Task requirements | Quote the passage of the ovarian assay claims below that begins with "14. An assay" and ends with "skin puncture device.".

10. An assay according to claim 9 wherein said biological sample is a blood sample.

11. An assay to determine whether a female subject is likely to suffer premature menopause comprising the steps of: i) providing an isolated biological sample from the subject; ii) detecting the presence in said biological sample of at least three polypeptides wherein said polypeptides are encoded by a nucleic acid molecule selected from the group consisting of: a)a nucleic acid molecule comprising a nucleic acid sequence as represented in Figure 1 ; b) a nucleic acid molecule that hybridises the a nucleic acid molecule in (a) under stringent hybridisation conditions and that encodes a polypeptide that has the biological activity associated with inhibin B; c) a nucleic acid molecule comprising a nucleic acid sequence as represented in Figure 2; d) a nucleic acid molecule that hybridises the a nucleic acid molecule in (c) under stringent hybridisation conditions and that encodes a polypeptide that has the biological activity associated with anti-mullerian hormone; e) a nucleic acid molecule comprising a nucleic acid sequence as represented in Figure 3; f) a nucleic acid molecule that hybridises the a nucleic acid molecule in (a) under stringent hybridisation conditions and that encodes a polypeptide that has the biological activity associated with follicle stimulating hormone; ii) collating the detection of each of said polypeptides into a data analysable form; and optionally iii) providing an output for the analysed data.

12. An assay according to claim 11 wherein the output from the assay is analysed by application of the algorithm:

Ln(100/[FSH])*ln([InB])*ln([AMH*10]) * 10/Age

to provide a measure of the ova retained by the ovaries of said female subject.

13. An assay to determine whether a female subject would benefit from in vitro fertility treatment comprising the steps of: i) providing an isolated biological sample from the subject; ii) detecting the presence in said biological sample of at least three polypeptides wherein said polypeptides are encoded by a nucleic acid molecule selected from the group consisting of: a) a nucleic acid molecule comprising a nucleic acid sequence as represented in Figure 1; b) a nucleic acid molecule that hybridises the a nucleic acid molecule in (a) under stringent hybridisation conditions and that encodes a polypeptide that has the biological activity associated with inhibin B; c) a nucleic acid molecule comprising a nucleic acid sequence as represented in Figure 2; d) a nucleic acid molecule that hybridises the a nucleic acid molecule in (c) under stringent hybridisation conditions and that encodes a polypeptide that has the biological activity associated with anti-mullerian hormone; e) a nucleic acid molecule comprising a nucleic acid sequence as represented in Figure 3; f) a nucleic acid molecule that hybridises the a nucleic acid molecule in (a) under stringent hybridisation conditions and that encodes a polypeptide that has the biological activity associated with follicle stimulating hormone; iii) collating the detection of each of said polypeptides into a data analysable form; and optionally iv) providing an output for the analysed data.

14. An assay according to claim 13 wherein said output is compared to output from a female subject(s) that have a normal ovarian reserve index.

15. An assay according to claim 13 or 14 wherein said output is compared to a female subject that successfully completed in vitro fertilisation.

16. An assay according to any of claims 13-15 wherein the output from the assay is analysed by application of the algorithm:

Ln(100/[FSH])*ln([InB])*ln([AMH*10]) * 10/Age

to provide a measure of the ova retained by the ovaries of said female subject.

17. A kit comprising: an antibody that binds follicle stimulating hormone; an antibody that binds anti-Mullerian hormone and an antibody that binds inhibin B.

18. A kit according to claim 17 wherein the kit further comprises a storage container for the collection and storage of an isolated biological sample; and optionally a skin puncture device.

19. A kit according to claim 17 and 18 wherein the kit is contained within a container.

20. A kit according to claim 19 wherein said container is sealed to protect the kit components.

21. A kit according to any of claims 17-20 further comprising instructions for use of the kit and analysis of the data generated by the kit when used.

Data shown |
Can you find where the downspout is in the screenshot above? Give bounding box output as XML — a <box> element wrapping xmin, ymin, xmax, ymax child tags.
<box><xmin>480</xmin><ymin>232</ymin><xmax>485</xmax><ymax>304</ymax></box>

Task response |
14. An assay according to claim 13 wherein said output is compared to output from a female subject(s) that have a normal ovarian reserve index.

15. An assay according to claim 13 or 14 wherein said output is compared to a female subject that successfully completed in vitro fertilisation.

16. An assay according to any of claims 13-15 wherein the output from the assay is analysed by application of the algorithm:

Ln(100/[FSH])*ln([InB])*ln([AMH*10]) * 10/Age

to provide a measure of the ova retained by the ovaries of said female subject.

17. A kit comprising: an antibody that binds follicle stimulating hormone; an antibody that binds anti-Mullerian hormone and an antibody that binds inhibin B.

18. A kit according to claim 17 wherein the kit further comprises a storage container for the collection and storage of an isolated biological sample; and optionally a skin puncture device.